**What you have to do:** Copy down the listing below exactly. Do not include pictures.

**Extracted records:**
----------

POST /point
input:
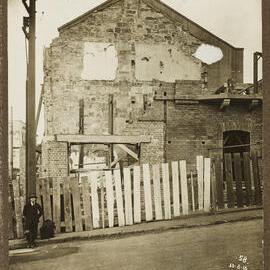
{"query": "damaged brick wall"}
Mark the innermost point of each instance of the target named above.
(146, 47)
(54, 159)
(193, 129)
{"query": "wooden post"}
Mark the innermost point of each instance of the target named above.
(219, 182)
(81, 131)
(266, 130)
(229, 180)
(257, 181)
(247, 177)
(3, 137)
(111, 127)
(30, 103)
(238, 179)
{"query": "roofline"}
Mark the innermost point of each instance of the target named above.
(81, 17)
(152, 4)
(189, 20)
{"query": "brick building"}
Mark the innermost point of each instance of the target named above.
(129, 68)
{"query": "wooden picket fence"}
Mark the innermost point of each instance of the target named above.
(122, 197)
(108, 198)
(237, 180)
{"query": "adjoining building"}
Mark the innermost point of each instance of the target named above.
(127, 81)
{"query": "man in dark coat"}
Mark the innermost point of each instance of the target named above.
(32, 211)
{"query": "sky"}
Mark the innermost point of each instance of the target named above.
(236, 21)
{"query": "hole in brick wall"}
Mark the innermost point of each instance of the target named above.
(208, 54)
(145, 59)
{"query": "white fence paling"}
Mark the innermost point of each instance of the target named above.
(147, 193)
(128, 197)
(207, 184)
(176, 195)
(86, 203)
(110, 197)
(137, 194)
(199, 163)
(94, 196)
(119, 198)
(166, 189)
(157, 192)
(184, 188)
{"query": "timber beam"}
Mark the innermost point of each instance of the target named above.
(225, 103)
(254, 103)
(102, 139)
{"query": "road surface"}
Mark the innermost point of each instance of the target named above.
(204, 248)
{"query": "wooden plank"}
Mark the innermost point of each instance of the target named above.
(229, 180)
(128, 198)
(219, 182)
(94, 199)
(67, 205)
(17, 207)
(176, 192)
(74, 186)
(184, 188)
(192, 191)
(102, 203)
(86, 203)
(199, 164)
(256, 177)
(247, 178)
(147, 192)
(137, 193)
(109, 197)
(213, 198)
(128, 151)
(119, 198)
(115, 139)
(238, 179)
(166, 189)
(56, 204)
(46, 199)
(157, 192)
(207, 184)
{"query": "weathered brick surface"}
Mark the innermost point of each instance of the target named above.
(193, 129)
(54, 160)
(135, 28)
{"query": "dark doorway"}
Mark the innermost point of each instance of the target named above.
(236, 141)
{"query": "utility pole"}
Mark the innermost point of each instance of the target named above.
(11, 144)
(29, 29)
(4, 213)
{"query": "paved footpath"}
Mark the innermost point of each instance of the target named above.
(217, 247)
(149, 227)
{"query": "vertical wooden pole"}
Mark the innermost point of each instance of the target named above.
(229, 180)
(266, 129)
(111, 126)
(31, 104)
(199, 164)
(81, 130)
(3, 137)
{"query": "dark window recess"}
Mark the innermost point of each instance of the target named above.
(133, 100)
(236, 141)
(145, 101)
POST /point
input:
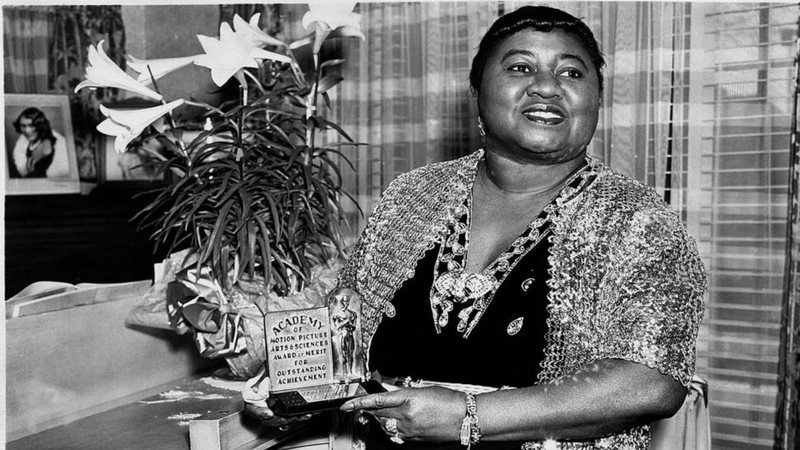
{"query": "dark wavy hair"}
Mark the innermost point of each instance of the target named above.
(39, 121)
(540, 18)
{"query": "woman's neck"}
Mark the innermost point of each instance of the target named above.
(524, 179)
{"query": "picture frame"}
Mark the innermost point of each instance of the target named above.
(55, 169)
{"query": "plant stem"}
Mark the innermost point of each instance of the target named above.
(310, 128)
(172, 124)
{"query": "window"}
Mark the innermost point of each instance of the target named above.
(734, 110)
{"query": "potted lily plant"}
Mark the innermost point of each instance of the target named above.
(253, 199)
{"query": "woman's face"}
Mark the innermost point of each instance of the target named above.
(27, 128)
(539, 97)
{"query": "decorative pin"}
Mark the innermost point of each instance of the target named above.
(527, 284)
(515, 325)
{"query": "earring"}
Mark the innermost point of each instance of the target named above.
(481, 129)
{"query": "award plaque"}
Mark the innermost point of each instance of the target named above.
(315, 357)
(298, 348)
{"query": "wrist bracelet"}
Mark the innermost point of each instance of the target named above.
(470, 431)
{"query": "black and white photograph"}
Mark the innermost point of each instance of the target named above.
(40, 151)
(525, 225)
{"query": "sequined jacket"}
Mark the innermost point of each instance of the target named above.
(626, 279)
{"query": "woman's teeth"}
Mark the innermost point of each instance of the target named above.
(545, 117)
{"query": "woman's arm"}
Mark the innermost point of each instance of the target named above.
(604, 398)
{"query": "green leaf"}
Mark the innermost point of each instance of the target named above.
(327, 82)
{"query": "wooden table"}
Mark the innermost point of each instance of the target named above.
(161, 421)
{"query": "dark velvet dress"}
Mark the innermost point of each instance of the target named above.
(407, 345)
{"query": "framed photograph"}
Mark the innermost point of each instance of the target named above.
(40, 148)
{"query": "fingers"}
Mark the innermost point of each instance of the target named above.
(259, 412)
(271, 420)
(375, 401)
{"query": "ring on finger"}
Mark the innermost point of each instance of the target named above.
(390, 426)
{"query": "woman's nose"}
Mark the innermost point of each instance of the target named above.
(544, 84)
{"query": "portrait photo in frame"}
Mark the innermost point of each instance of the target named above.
(34, 164)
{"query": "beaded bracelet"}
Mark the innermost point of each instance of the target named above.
(470, 431)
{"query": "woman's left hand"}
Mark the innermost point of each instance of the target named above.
(432, 414)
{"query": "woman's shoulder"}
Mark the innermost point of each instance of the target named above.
(434, 174)
(622, 194)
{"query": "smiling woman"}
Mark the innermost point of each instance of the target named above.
(529, 265)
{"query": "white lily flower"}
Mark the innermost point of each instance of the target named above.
(102, 72)
(252, 31)
(327, 16)
(127, 125)
(231, 53)
(159, 67)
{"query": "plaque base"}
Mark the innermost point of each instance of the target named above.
(320, 398)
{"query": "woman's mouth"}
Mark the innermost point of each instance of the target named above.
(545, 114)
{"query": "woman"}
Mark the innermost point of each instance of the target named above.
(527, 265)
(40, 152)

----------

**Task answer:**
POST /point
input:
{"query": "damaged brick wall"}
Mark the innermost point of each instance of the target named above.
(146, 47)
(54, 159)
(193, 129)
{"query": "wooden post"}
Mark the innermost point of each instance of the target named above.
(219, 182)
(81, 131)
(266, 130)
(229, 180)
(257, 181)
(247, 177)
(3, 137)
(111, 127)
(30, 103)
(238, 179)
{"query": "roofline"}
Mark the innermost point of each instance of the target named above.
(81, 17)
(152, 4)
(189, 20)
{"query": "brick building"}
Mark the innermost point of each instance of the target named above.
(129, 68)
{"query": "wooden picket fence"}
Mark the innermost point of each instance of the target named above.
(122, 197)
(108, 198)
(237, 180)
{"query": "adjoining building"}
Mark the innermost point of each instance of the target named above.
(127, 81)
{"query": "man in dark coat"}
Mark the innermost point of each instance of the target named above.
(32, 211)
{"query": "sky"}
Mark the innermost point of each instance of the target named above.
(236, 21)
{"query": "hole in brick wall"}
Mark the innermost point of each instance of the target named above.
(208, 54)
(145, 59)
{"query": "white fence paling"}
Mark the innermost point of each instance of the target named above.
(147, 193)
(128, 197)
(207, 184)
(176, 195)
(86, 203)
(110, 197)
(137, 194)
(199, 163)
(94, 196)
(119, 198)
(166, 189)
(157, 192)
(184, 188)
{"query": "timber beam"}
Mark the innermost point of each instance of the target named above.
(225, 103)
(254, 103)
(102, 139)
{"query": "road surface"}
Mark the innermost point of each instance of the target named above.
(204, 248)
{"query": "wooden plank"}
Mark the innermost point of each instance of the target named above.
(229, 180)
(128, 198)
(219, 182)
(94, 199)
(67, 205)
(17, 207)
(176, 192)
(74, 186)
(184, 188)
(192, 191)
(102, 203)
(86, 203)
(199, 164)
(256, 177)
(247, 178)
(147, 192)
(137, 193)
(109, 197)
(213, 198)
(128, 151)
(119, 198)
(115, 139)
(238, 179)
(166, 189)
(56, 204)
(46, 199)
(157, 192)
(207, 184)
{"query": "weathered brick surface"}
Mark the innermost point of each instance of the target named above.
(193, 129)
(54, 160)
(135, 28)
{"query": "dark doorway"}
Mark the innermost point of each instance of the target named above.
(236, 141)
{"query": "utility pole"}
Mark the innermost point of each instance of the target named above.
(11, 144)
(29, 29)
(4, 213)
{"query": "paved footpath"}
Mark the innermost point of each instance of the target named above.
(217, 247)
(149, 227)
{"query": "vertical wooden pole"}
Mark the innermost point of each instance of the target named above.
(229, 180)
(266, 129)
(111, 126)
(31, 104)
(199, 164)
(81, 130)
(3, 137)
{"query": "dark window recess"}
Mark the innermost point of each instance of the target named above.
(133, 100)
(236, 141)
(145, 101)
POST /point
input:
{"query": "dark wavy hair"}
Mark the innermost point of each instance of the target named above.
(39, 121)
(540, 18)
{"query": "woman's neck"}
Mark the innermost point of each instance of the target named above.
(524, 179)
{"query": "picture frame"}
Mark the innermost point of each instance of the target named above.
(55, 169)
{"query": "plant stem"}
Mark the innermost point of each instance of the target named above.
(310, 128)
(172, 124)
{"query": "window"}
Mark the innermost point of each instance of the target named above.
(734, 110)
{"query": "potted lily plant"}
Mark the innermost point of each instance of the target named above.
(253, 199)
{"query": "woman's face"}
Mark the innermost point of each instance of the target named above.
(27, 128)
(539, 97)
{"query": "decorative pin"}
Mark the innermost point of each instance of the target named above.
(527, 284)
(515, 325)
{"query": "earring"}
Mark the innermost point of each instance of the target named above.
(481, 129)
{"query": "award plaque"}
Mark the innermost point of each instance of the target named above.
(315, 357)
(298, 348)
{"query": "wrist bracelet"}
Mark the innermost point of each instance of the target named above.
(470, 431)
{"query": "black and white photograph"}
Mark the innermost point of each instance of the target named above.
(40, 151)
(525, 225)
{"query": "sequined jacket"}
Mark the innermost point of each instance of the target named above.
(626, 279)
{"query": "woman's teeth"}
Mark the innermost point of each instance of the target named above.
(545, 117)
{"query": "woman's arm"}
Mark the innermost point of each instance of the target named above.
(604, 398)
{"query": "green leaf"}
Mark the innermost point of each instance of the target named above.
(327, 82)
{"query": "wooden table"}
Mark the innermost point of each instance of the target named above.
(161, 421)
{"query": "dark velvet dress"}
Mark the innermost point of each instance of the target named above.
(407, 345)
{"query": "framed photograph"}
Mark the innermost point of each instance of the target named above.
(40, 148)
{"query": "fingers"}
Mark the innermost point of each instance of the target named above.
(259, 412)
(271, 420)
(375, 401)
{"query": "ring on finger"}
Mark the innermost point of each instance of the target named above.
(390, 426)
{"query": "woman's nose"}
Mark the innermost point of each instance of the target named above.
(544, 84)
{"query": "portrait photo in frame"}
Mark the innermost point of each instance of the target named above.
(34, 164)
{"query": "beaded bracelet"}
Mark the innermost point of each instance of the target named above.
(470, 431)
{"query": "woman's left hand"}
Mark the innermost point of each instance of the target named above.
(432, 414)
{"query": "woman's shoulder"}
Mark the innermost point of each instance of the target named above.
(434, 174)
(622, 194)
{"query": "smiling woman"}
Mark the innermost point of each instance of the target named above.
(529, 265)
{"query": "white lily flower"}
Mark the innermost point of each instance of the target named above.
(102, 72)
(252, 31)
(327, 16)
(127, 125)
(231, 53)
(159, 67)
{"query": "plaque base"}
Mark the innermost point of each instance of the target named above.
(320, 398)
{"query": "woman's mouth"}
Mark the innermost point of each instance of the target named above.
(545, 114)
{"query": "woman"}
Mark the innermost point of each instance of the target named above.
(527, 265)
(40, 152)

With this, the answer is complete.